Prompt: Please gather every line in the records below that contains the word "shaft" and copy each one in full.

Provided entries:
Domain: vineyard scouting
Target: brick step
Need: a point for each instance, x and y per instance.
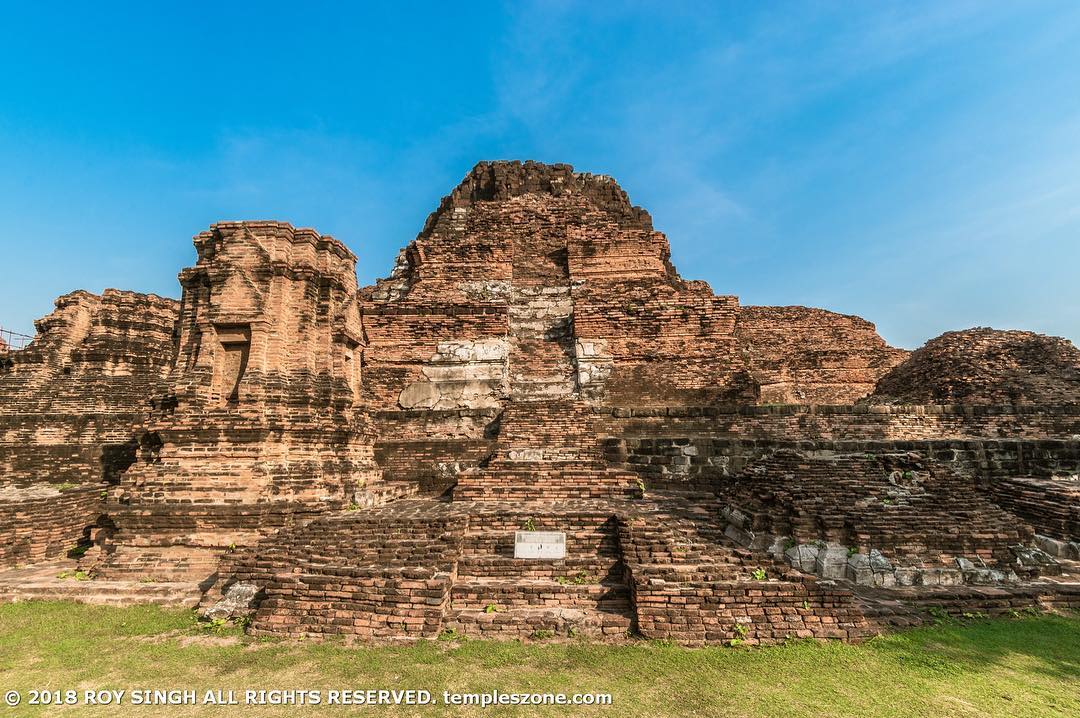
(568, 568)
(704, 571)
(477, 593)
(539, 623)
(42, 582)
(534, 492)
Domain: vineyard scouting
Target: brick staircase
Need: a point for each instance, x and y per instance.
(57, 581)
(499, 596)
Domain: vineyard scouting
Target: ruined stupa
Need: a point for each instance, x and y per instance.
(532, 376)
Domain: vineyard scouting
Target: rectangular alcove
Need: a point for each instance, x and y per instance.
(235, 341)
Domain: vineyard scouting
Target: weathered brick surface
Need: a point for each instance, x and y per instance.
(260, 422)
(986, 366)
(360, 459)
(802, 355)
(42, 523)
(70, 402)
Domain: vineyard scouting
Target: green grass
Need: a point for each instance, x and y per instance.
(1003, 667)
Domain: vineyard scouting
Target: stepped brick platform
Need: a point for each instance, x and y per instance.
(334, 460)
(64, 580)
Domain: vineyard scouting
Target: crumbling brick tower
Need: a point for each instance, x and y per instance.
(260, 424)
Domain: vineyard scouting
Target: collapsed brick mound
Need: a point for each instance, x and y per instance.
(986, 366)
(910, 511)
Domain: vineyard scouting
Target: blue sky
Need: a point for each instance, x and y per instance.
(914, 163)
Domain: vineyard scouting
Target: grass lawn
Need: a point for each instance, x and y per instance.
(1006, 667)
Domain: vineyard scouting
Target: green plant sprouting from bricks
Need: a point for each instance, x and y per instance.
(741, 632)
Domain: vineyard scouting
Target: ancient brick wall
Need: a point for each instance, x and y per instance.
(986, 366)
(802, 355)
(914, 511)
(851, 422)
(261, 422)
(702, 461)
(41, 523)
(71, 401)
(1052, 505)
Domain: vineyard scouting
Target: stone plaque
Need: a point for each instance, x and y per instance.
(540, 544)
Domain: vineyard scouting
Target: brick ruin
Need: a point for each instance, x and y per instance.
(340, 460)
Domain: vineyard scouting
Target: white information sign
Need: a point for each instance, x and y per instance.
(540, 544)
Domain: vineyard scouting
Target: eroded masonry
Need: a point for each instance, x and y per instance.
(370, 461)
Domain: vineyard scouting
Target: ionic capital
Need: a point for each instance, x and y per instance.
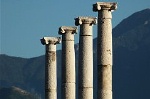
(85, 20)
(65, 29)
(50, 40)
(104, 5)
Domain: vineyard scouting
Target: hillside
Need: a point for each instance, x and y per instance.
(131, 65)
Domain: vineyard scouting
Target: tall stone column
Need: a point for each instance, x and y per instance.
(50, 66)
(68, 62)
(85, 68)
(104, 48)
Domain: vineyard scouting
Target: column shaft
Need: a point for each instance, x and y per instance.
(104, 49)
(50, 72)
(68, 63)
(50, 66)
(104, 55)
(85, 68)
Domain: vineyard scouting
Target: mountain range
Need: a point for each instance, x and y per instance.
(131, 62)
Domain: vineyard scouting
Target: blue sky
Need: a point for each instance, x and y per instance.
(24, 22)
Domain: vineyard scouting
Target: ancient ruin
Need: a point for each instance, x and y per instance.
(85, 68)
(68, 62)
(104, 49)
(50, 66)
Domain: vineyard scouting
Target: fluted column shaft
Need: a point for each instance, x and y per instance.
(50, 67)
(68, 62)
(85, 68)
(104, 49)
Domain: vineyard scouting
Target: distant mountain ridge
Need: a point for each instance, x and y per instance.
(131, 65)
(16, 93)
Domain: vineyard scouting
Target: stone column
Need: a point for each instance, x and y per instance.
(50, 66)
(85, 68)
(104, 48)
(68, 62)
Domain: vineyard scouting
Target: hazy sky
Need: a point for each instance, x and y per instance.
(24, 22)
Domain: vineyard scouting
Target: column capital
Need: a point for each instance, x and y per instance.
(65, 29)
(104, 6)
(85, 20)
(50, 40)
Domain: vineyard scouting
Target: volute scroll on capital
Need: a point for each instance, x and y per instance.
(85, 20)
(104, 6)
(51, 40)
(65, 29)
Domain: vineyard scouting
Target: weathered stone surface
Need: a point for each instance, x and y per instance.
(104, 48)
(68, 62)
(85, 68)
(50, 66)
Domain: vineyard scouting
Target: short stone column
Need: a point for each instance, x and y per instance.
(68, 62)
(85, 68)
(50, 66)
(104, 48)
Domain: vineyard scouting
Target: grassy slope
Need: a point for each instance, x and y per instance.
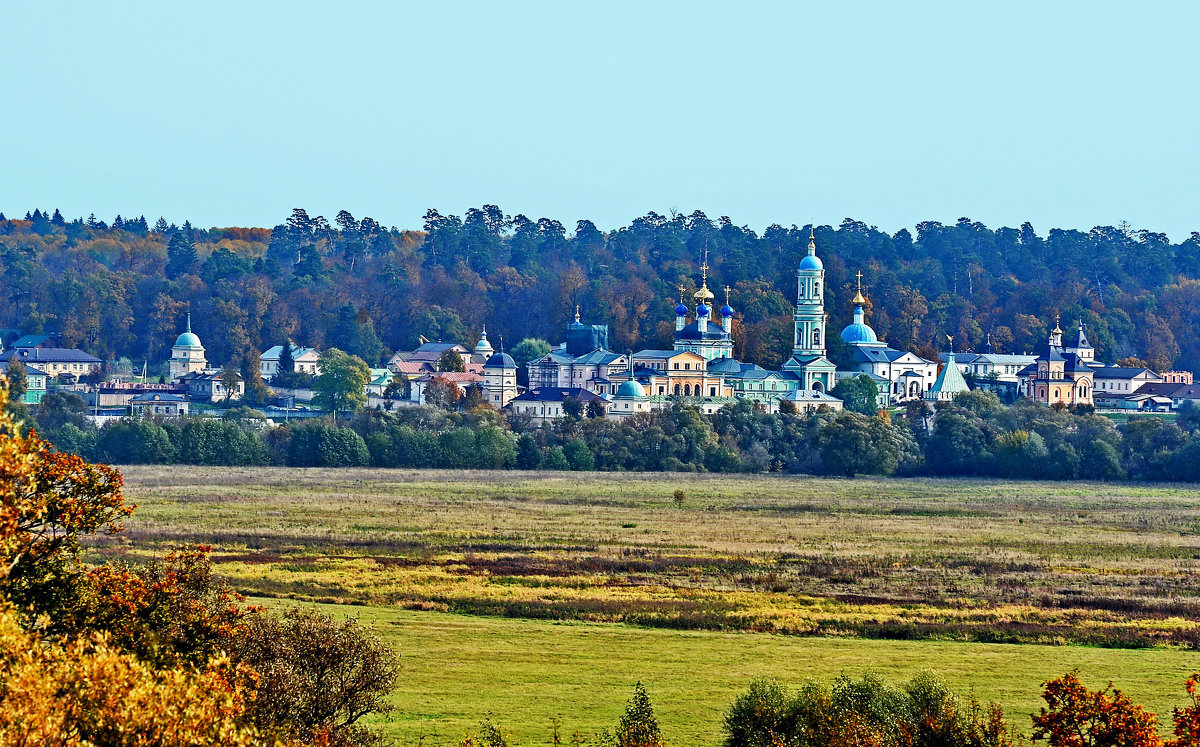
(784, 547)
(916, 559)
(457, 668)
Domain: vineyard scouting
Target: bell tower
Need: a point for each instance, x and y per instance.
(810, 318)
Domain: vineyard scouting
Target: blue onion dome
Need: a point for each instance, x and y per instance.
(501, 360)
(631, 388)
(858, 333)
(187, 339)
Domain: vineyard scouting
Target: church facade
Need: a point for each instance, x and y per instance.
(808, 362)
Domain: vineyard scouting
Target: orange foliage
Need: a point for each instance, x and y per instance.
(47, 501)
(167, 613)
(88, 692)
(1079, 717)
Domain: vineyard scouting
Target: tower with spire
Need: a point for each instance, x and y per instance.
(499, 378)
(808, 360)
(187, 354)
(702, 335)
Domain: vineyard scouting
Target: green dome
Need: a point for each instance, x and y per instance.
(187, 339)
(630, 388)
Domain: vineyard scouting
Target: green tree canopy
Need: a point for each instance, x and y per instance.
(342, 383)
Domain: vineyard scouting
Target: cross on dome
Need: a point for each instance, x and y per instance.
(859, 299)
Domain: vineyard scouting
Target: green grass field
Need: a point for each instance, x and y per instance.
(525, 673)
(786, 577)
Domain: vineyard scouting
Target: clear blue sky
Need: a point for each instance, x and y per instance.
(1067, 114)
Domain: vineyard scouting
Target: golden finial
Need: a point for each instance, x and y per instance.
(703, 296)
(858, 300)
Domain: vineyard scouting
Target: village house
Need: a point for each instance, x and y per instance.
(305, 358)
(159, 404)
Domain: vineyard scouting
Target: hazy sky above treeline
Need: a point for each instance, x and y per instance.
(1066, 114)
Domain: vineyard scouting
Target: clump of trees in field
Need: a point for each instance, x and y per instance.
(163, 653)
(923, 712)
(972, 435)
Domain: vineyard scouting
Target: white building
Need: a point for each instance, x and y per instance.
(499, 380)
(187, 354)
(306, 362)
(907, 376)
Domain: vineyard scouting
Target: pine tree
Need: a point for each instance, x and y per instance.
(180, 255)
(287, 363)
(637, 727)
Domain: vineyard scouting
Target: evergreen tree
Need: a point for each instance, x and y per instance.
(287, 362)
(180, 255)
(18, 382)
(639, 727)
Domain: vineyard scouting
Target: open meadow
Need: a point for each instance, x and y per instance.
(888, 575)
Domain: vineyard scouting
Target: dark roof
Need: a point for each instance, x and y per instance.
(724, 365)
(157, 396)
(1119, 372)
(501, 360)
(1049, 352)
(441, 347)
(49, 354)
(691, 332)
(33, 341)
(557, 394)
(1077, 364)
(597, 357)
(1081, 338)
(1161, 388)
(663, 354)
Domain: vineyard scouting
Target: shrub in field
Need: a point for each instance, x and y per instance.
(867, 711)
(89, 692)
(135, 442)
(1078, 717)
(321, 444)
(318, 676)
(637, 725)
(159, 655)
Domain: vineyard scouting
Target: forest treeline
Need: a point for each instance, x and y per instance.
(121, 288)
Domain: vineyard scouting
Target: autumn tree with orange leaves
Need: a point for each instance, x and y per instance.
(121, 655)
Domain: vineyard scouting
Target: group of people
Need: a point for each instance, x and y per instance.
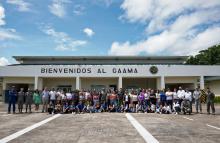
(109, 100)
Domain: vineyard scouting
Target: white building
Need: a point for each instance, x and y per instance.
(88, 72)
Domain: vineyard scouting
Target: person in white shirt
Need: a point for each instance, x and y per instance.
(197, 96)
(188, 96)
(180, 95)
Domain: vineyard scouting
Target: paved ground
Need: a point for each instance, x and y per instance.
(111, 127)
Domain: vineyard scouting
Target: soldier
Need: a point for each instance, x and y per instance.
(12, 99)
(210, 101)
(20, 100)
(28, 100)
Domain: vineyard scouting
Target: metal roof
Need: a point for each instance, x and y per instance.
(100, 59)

Result for this task:
Target: column shaft
Target: fluted column shaft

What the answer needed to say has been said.